* START Input records *

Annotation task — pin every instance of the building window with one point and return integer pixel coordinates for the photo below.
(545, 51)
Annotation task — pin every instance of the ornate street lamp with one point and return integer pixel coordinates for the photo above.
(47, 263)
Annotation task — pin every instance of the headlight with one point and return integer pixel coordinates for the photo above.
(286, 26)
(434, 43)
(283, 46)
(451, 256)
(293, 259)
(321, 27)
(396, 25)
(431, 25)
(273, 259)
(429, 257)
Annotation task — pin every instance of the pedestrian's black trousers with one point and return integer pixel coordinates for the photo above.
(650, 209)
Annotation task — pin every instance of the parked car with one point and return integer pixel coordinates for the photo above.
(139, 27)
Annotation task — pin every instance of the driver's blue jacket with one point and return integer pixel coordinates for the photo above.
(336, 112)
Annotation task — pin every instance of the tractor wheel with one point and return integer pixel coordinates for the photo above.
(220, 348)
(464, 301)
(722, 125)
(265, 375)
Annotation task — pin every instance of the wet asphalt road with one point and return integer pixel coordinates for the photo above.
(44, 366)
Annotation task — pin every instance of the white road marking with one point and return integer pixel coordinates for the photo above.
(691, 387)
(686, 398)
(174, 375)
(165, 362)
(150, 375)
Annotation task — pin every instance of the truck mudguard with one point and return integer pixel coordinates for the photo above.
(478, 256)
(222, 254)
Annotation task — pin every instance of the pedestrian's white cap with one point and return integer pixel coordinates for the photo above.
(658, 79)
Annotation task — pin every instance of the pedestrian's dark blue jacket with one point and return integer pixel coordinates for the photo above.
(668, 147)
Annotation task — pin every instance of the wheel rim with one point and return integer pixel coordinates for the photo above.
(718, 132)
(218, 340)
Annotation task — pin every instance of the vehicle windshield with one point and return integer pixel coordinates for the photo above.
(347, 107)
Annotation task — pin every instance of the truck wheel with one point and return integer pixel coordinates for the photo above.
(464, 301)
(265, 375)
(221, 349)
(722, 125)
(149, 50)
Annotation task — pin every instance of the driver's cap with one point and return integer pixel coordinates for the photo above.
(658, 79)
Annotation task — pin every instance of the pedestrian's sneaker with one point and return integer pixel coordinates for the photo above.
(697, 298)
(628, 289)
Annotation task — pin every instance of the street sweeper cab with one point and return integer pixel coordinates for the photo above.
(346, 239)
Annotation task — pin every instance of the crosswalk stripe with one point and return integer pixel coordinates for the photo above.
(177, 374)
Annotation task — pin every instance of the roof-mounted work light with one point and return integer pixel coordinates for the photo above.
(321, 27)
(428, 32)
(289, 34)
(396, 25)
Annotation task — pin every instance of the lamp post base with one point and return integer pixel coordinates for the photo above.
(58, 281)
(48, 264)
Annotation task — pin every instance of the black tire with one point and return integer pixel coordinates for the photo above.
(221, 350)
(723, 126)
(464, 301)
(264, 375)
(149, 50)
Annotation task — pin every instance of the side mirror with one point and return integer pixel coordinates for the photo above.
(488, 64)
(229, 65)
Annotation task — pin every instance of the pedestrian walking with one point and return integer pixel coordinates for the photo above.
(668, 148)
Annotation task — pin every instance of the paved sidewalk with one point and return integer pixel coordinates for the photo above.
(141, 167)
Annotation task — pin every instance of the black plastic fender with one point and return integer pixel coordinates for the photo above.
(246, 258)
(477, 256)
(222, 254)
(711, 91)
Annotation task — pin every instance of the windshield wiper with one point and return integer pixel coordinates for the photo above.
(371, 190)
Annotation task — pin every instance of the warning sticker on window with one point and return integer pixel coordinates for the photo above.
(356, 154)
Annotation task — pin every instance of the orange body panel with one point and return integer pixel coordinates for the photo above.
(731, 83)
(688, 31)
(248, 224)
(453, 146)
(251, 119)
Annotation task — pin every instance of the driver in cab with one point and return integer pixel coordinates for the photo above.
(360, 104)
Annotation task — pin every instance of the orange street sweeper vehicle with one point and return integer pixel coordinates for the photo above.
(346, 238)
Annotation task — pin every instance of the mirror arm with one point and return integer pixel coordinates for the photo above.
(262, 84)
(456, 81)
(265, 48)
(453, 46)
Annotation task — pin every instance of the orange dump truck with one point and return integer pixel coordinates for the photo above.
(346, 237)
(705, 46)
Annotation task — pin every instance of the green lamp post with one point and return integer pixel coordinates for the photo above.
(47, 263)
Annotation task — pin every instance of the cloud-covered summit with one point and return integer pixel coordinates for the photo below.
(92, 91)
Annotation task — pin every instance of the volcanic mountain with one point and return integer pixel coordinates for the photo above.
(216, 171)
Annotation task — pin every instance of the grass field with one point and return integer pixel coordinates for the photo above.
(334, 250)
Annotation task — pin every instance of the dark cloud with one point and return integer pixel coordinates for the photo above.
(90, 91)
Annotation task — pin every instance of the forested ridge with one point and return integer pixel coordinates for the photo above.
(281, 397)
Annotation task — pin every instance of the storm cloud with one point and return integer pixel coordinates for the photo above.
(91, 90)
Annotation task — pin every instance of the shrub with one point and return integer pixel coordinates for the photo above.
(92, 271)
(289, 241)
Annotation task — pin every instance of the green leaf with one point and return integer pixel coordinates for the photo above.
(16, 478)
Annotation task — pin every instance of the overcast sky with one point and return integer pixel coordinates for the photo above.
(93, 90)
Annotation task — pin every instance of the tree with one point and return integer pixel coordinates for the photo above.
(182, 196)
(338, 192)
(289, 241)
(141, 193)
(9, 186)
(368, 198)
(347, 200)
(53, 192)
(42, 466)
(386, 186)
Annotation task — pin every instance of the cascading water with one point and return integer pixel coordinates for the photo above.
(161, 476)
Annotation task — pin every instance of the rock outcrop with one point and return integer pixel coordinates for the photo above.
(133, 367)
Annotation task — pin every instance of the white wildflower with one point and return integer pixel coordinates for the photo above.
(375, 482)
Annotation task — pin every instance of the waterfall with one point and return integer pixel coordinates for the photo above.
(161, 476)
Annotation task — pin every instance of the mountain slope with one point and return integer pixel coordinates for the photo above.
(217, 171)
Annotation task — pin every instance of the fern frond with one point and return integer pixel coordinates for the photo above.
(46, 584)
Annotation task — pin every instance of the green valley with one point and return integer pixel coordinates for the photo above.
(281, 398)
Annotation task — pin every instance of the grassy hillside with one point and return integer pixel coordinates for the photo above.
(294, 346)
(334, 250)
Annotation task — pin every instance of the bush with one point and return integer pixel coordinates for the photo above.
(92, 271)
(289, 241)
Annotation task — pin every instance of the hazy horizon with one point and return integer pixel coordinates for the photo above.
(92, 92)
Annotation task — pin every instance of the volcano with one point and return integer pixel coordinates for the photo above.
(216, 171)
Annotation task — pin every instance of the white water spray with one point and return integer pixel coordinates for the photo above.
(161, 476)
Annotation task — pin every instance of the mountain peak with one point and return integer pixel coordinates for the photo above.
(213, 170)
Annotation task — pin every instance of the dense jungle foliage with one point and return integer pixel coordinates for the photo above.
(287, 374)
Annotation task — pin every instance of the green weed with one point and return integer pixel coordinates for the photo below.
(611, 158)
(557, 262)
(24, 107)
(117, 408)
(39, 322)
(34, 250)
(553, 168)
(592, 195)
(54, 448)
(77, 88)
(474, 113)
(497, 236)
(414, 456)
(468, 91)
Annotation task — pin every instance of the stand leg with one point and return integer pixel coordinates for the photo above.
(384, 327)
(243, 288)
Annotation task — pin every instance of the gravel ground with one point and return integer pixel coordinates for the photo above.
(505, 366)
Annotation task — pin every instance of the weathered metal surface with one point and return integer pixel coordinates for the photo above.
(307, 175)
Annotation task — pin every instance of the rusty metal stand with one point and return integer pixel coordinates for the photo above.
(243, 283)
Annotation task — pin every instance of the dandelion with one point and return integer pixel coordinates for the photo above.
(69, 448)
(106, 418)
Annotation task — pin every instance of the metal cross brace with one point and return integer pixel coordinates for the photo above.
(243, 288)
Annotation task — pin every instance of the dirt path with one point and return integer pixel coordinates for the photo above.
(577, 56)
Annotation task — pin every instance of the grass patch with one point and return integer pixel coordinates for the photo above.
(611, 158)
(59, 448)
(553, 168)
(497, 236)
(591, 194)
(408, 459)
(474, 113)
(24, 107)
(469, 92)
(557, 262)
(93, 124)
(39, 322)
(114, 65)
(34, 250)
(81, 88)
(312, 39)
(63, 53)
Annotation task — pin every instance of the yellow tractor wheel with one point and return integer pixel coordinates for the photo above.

* END Input records *

**Work required:** Copy out the entries word for word, from the line containing "Annotation task — pin every instance of the dirt" through the end of the entries, including both of those lines.

**The output:**
Annotation task — pin every instance of the dirt path with one point and return integer pixel coordinates for the photo above.
(577, 56)
Annotation task — pin every instance of the grass patch with one point and return integer pixel coordinates for the photo above.
(611, 158)
(59, 448)
(553, 168)
(497, 236)
(591, 194)
(408, 459)
(474, 113)
(24, 107)
(469, 92)
(557, 262)
(93, 124)
(39, 322)
(114, 65)
(34, 250)
(81, 88)
(312, 39)
(63, 53)
Annotation task — pin every instance of the yellow tractor wheel with one point and return integer pixel coordinates for the photo above.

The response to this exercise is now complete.